• _Task details_
Render the stretch of the items below that begins with the line containing "Emit one marker per instance in this form: [(328, 340)]." and runs through the last line of the items as a Markdown table with the columns Row and Line, one numbered row per line. Leave out any blank lines.

• _Records for the task_
━━━━━━━━━━━━━━━━━━━━━━━━━━━━━━

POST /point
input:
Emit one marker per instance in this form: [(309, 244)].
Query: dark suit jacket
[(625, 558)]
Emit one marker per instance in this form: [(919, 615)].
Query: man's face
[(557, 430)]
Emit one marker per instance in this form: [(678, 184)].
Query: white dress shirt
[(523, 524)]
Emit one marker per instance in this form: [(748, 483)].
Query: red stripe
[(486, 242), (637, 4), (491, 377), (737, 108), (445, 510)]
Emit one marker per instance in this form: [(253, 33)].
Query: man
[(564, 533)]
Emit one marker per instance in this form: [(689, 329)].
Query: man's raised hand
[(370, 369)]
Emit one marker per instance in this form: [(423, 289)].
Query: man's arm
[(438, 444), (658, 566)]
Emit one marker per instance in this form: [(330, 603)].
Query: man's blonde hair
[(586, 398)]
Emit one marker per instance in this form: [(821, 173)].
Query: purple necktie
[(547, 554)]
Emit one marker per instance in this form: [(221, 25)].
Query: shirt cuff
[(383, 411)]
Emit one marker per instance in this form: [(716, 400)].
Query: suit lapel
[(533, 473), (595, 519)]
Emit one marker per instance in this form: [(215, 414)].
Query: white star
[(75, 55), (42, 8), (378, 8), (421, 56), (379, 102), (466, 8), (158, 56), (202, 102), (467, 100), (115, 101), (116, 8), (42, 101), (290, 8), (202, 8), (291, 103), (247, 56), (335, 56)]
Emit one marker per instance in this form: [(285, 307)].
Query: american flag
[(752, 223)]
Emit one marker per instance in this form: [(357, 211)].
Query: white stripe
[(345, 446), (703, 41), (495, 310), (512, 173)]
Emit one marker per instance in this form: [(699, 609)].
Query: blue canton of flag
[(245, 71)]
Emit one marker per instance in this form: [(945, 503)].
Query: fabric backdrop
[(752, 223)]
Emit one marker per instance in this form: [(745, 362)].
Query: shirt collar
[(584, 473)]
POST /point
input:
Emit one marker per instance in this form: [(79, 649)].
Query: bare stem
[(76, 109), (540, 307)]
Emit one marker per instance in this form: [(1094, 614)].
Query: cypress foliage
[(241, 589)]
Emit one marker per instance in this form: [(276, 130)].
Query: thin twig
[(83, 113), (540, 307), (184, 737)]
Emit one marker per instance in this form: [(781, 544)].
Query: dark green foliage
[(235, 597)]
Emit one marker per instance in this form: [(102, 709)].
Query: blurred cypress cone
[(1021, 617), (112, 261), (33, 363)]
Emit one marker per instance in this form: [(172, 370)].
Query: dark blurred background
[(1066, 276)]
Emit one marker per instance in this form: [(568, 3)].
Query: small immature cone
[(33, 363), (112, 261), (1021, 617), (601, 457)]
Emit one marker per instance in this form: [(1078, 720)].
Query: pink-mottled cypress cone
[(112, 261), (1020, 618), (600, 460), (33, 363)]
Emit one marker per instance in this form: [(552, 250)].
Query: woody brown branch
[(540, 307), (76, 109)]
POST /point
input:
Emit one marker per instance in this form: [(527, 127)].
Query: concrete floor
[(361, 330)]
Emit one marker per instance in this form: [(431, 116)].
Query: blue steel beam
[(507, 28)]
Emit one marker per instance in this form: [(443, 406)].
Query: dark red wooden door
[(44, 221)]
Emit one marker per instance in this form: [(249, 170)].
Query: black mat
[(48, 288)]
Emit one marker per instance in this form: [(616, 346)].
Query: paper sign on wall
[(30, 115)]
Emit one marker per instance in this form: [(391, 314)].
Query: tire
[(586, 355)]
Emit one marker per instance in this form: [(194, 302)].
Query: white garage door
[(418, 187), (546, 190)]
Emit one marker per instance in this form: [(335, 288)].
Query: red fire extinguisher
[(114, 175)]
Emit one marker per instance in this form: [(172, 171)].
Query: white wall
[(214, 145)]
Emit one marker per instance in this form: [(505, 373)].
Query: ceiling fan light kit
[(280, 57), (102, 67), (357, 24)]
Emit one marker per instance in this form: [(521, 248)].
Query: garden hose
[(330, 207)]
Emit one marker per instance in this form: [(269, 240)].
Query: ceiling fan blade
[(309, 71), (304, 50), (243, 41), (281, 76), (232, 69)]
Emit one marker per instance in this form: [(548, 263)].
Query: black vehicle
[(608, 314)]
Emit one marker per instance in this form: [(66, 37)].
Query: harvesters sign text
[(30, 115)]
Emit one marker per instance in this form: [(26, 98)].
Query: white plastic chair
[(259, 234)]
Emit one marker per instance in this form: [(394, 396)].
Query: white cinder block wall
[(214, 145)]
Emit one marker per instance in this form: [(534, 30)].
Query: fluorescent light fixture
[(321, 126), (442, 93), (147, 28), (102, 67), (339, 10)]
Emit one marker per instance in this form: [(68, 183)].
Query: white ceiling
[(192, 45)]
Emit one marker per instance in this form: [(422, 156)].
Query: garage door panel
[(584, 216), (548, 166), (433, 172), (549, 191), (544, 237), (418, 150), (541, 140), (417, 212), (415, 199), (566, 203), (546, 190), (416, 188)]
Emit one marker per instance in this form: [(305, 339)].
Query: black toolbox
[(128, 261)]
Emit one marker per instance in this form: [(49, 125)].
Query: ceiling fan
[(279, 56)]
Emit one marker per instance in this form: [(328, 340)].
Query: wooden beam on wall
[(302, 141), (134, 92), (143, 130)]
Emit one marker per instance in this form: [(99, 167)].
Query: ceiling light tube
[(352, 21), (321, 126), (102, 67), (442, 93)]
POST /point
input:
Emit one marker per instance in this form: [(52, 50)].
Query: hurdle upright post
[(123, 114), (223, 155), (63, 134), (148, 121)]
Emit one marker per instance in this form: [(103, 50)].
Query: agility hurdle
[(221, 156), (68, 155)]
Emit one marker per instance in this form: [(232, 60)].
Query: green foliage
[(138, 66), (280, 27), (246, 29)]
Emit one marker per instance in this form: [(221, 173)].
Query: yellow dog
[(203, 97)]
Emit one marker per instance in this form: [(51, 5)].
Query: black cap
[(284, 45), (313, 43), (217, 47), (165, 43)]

━━━━━━━━━━━━━━━━━━━━━━━━━━━━━━

• _Right answer_
| Row | Line |
|---|---|
| 1 | Emit one marker per instance in this form: [(328, 340)]. |
| 2 | Query: wooden beam on wall |
| 3 | [(302, 141), (134, 92), (143, 130)] |
| 4 | Emit one marker per instance in this form: [(99, 167)]. |
| 5 | Query: ceiling light tube |
| 6 | [(352, 21), (321, 126), (102, 67), (442, 93)] |
| 7 | POST /point |
| 8 | input: |
| 9 | Emit one marker per instance in this form: [(52, 50)]. |
| 10 | Query: hurdle upright post |
| 11 | [(123, 114), (223, 155), (63, 134), (148, 121)] |
| 12 | Emit one marker per instance in this form: [(103, 50)]. |
| 13 | Query: agility hurdle |
| 14 | [(221, 156), (68, 155)] |
| 15 | Emit one marker per instance in this form: [(232, 60)]. |
| 16 | Query: green foliage |
| 17 | [(138, 66), (280, 27), (246, 29)] |
| 18 | Emit one marker per instance in this form: [(221, 173)]. |
| 19 | Query: yellow dog |
| 20 | [(203, 97)] |
| 21 | Emit one marker per instance in this form: [(51, 5)]. |
| 22 | Query: black cap |
| 23 | [(284, 45), (313, 43), (217, 47), (165, 43)] |